**Problem to solve**
Once more, print the records exactly as given.

[Opening Records supplied section]

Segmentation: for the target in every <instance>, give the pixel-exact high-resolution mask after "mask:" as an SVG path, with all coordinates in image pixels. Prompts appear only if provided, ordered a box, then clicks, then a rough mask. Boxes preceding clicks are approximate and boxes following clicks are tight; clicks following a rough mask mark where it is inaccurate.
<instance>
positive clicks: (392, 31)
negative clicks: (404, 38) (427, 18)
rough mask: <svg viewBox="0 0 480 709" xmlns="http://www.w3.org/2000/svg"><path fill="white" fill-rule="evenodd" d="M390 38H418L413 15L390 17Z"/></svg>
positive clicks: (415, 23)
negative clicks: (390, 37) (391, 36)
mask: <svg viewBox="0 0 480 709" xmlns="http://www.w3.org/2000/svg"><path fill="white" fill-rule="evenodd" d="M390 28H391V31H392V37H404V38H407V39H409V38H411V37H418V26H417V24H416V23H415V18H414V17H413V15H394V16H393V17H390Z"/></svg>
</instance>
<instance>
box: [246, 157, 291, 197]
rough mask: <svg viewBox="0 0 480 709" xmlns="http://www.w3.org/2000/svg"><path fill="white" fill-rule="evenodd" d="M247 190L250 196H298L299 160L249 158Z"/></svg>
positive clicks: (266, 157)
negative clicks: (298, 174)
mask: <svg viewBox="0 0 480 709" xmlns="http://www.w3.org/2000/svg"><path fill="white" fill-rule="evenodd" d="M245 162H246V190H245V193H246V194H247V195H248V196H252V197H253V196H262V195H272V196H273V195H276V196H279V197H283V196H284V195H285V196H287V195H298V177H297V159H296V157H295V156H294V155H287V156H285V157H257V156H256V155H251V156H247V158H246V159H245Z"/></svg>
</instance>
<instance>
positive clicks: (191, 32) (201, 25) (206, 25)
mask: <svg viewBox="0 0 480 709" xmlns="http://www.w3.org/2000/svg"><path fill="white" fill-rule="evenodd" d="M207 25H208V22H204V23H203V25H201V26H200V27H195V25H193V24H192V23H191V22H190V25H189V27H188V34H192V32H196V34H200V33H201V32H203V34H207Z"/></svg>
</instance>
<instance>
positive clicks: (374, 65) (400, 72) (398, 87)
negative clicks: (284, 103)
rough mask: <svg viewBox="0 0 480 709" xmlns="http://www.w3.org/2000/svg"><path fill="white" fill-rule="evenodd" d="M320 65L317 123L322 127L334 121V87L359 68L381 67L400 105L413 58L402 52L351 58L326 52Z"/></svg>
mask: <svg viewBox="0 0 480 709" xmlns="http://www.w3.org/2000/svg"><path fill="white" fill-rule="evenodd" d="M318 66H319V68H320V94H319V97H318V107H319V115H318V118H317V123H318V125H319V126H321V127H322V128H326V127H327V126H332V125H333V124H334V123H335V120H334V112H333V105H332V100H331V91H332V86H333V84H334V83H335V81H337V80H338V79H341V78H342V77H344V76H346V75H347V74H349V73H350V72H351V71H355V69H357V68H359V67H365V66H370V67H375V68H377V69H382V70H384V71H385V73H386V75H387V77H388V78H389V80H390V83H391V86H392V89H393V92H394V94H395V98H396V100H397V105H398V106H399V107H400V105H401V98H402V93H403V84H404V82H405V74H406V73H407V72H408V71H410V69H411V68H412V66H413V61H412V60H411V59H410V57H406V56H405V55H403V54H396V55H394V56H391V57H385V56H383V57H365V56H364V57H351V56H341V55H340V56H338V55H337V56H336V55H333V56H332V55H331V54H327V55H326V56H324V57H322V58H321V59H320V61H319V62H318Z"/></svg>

[Closing Records supplied section]

**Task answer**
Segmentation: for the target in every <instance>, give the pixel-exact high-resolution mask after "mask:" as an SVG path, with all coordinates in image pixels. Prompts appear only if provided, ordered a box, then clicks, then a rough mask. Boxes preceding clicks are approximate and boxes following clicks are tight; clicks following a rough mask mark where it is inaccurate.
<instance>
positive clicks: (392, 31)
negative clicks: (404, 38) (427, 18)
rough mask: <svg viewBox="0 0 480 709" xmlns="http://www.w3.org/2000/svg"><path fill="white" fill-rule="evenodd" d="M390 38H418L413 15L390 17Z"/></svg>
positive clicks: (415, 23)
negative clicks: (390, 37) (391, 36)
mask: <svg viewBox="0 0 480 709" xmlns="http://www.w3.org/2000/svg"><path fill="white" fill-rule="evenodd" d="M390 28H391V31H392V37H404V38H407V39H409V38H411V37H418V26H417V24H416V23H415V18H414V17H413V15H394V16H393V17H390Z"/></svg>
</instance>
<instance>
box: [246, 157, 291, 197]
rough mask: <svg viewBox="0 0 480 709" xmlns="http://www.w3.org/2000/svg"><path fill="white" fill-rule="evenodd" d="M247 190L250 196H298L299 160L249 158Z"/></svg>
positive clicks: (266, 157)
negative clicks: (298, 174)
mask: <svg viewBox="0 0 480 709" xmlns="http://www.w3.org/2000/svg"><path fill="white" fill-rule="evenodd" d="M245 162H246V190H245V193H246V194H247V195H248V196H252V197H253V196H262V195H272V196H273V195H276V196H279V197H283V196H284V195H285V196H287V195H298V177H297V159H296V157H295V156H294V155H287V156H285V157H257V156H256V155H251V156H247V158H246V159H245Z"/></svg>
</instance>
<instance>
positive clicks: (191, 32) (201, 25) (206, 25)
mask: <svg viewBox="0 0 480 709" xmlns="http://www.w3.org/2000/svg"><path fill="white" fill-rule="evenodd" d="M207 25H208V22H204V23H203V25H201V26H200V27H195V25H193V24H192V23H191V22H190V25H189V27H188V34H192V32H196V34H200V33H201V32H203V34H207Z"/></svg>
</instance>
<instance>
positive clicks: (374, 65) (400, 72) (398, 87)
negative clicks: (284, 103)
rough mask: <svg viewBox="0 0 480 709" xmlns="http://www.w3.org/2000/svg"><path fill="white" fill-rule="evenodd" d="M320 65L317 123L322 127L334 121V87L359 68L381 67L400 105L413 58L402 52L351 58L326 52Z"/></svg>
mask: <svg viewBox="0 0 480 709" xmlns="http://www.w3.org/2000/svg"><path fill="white" fill-rule="evenodd" d="M318 66H319V68H320V94H319V97H318V107H319V115H318V118H317V123H318V125H319V126H321V127H322V128H326V127H327V126H332V125H333V124H334V123H335V120H334V112H333V105H332V100H331V91H332V86H333V84H334V83H335V81H337V80H338V79H341V78H342V77H344V76H346V75H347V74H349V73H350V72H351V71H355V69H357V68H359V67H365V66H370V67H375V68H377V69H382V70H384V71H385V73H386V75H387V77H388V78H389V80H390V83H391V86H392V89H393V92H394V94H395V98H396V100H397V105H398V106H399V107H400V105H401V98H402V93H403V84H404V82H405V74H406V73H407V72H408V71H410V69H411V68H412V66H413V61H412V60H411V59H410V57H406V56H405V55H403V54H396V55H394V56H391V57H385V56H383V57H365V56H364V57H351V56H341V55H340V56H338V55H337V56H336V55H333V56H332V55H331V54H327V55H326V56H324V57H322V58H321V59H320V61H319V62H318Z"/></svg>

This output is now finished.